→ What the exercise asks
According to the passage on dog breed genetics, which journal published the research?

→ Text passage
The findings “challenge current assumptions surrounding dog breed stereotypes – notions used to explain why some breeds are more aggressive, obedient, or affectionate than others,” according to a press release from the American Association for the Advancement of Science. They are based on a genetic study involving more than 2,000 dogs, paired with 200,000 answers from dog owners on related surveys.

The research was conducted by researchers from the UMass Chan Medical School and Arizona State University. It was published in a recent issue of the journal Science.

“Using a really powerful model, these findings provide compelling support for the fact that complex traits, like behavior or personality, may have some genetic contribution, but that contribution is distributed across so many genes with really tiny effects,” said Arizona State University School of Life Sciences Assistant Professor Noah Snyder-Mackler, who contributed to the study, in an ASU press release.

More on the study:

Despite being one of humans’ oldest animal companions, almost all modern dog breeds were only invented about 200 years ago. Before this time – beginning more than 2,000 years ago – dogs were primarily selected for traits central to their functional roles, like hunting, guarding, or herding. It wasn’t until the 1800s that humans began selecting dogs for their breed-defining physical and aesthetic traits. Today, most modern dog breeds are ascribed characteristic temperaments associated with their ancestral function. As such, the breed ancestry of individual dogs is assumed to be predictive of temperament and behavior. This has led to, among other outcomes, a variety of breed-specific legislation, which can include insurance restrictions or the outright ban on owning some dog breeds.

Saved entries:
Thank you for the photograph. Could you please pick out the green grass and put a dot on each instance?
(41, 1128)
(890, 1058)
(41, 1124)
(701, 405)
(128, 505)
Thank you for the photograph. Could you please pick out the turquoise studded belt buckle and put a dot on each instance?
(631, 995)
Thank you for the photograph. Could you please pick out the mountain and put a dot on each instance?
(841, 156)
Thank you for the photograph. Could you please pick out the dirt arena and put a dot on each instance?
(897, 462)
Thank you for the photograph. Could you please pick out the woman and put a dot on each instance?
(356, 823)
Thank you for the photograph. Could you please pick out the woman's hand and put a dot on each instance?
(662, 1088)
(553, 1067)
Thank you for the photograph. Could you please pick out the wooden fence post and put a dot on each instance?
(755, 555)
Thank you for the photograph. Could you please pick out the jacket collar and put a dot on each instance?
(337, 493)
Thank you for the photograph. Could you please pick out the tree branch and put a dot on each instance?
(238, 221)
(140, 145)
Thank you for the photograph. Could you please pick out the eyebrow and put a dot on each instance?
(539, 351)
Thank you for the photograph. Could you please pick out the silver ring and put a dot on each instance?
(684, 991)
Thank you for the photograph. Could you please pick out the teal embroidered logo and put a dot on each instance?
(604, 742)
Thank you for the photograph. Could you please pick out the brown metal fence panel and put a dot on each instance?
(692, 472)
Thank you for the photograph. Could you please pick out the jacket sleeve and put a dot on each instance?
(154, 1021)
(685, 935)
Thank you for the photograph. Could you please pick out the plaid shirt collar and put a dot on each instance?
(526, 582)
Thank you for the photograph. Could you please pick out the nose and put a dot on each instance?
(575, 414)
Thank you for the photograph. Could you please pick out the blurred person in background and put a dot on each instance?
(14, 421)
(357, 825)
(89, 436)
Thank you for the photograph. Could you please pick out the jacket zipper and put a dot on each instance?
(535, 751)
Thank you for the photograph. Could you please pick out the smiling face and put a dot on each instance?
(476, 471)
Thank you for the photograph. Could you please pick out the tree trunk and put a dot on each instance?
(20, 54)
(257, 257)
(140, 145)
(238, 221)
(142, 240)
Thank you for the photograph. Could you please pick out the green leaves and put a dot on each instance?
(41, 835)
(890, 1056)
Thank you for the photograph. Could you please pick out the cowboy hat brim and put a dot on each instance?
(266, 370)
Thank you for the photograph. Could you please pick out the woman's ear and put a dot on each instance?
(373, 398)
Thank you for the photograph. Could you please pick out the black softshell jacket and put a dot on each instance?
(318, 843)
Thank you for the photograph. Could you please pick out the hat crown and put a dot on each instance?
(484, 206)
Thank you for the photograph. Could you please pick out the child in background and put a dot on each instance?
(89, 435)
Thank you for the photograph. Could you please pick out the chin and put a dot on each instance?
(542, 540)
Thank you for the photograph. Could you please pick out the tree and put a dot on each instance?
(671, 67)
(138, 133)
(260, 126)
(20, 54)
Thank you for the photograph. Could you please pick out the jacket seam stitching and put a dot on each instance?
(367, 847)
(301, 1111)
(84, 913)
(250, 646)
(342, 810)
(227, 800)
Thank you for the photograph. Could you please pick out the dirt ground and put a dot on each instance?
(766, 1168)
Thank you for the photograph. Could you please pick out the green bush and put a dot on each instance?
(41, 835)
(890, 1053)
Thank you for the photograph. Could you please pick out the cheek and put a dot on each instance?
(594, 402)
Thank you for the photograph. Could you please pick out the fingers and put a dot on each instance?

→ Response to the task
Science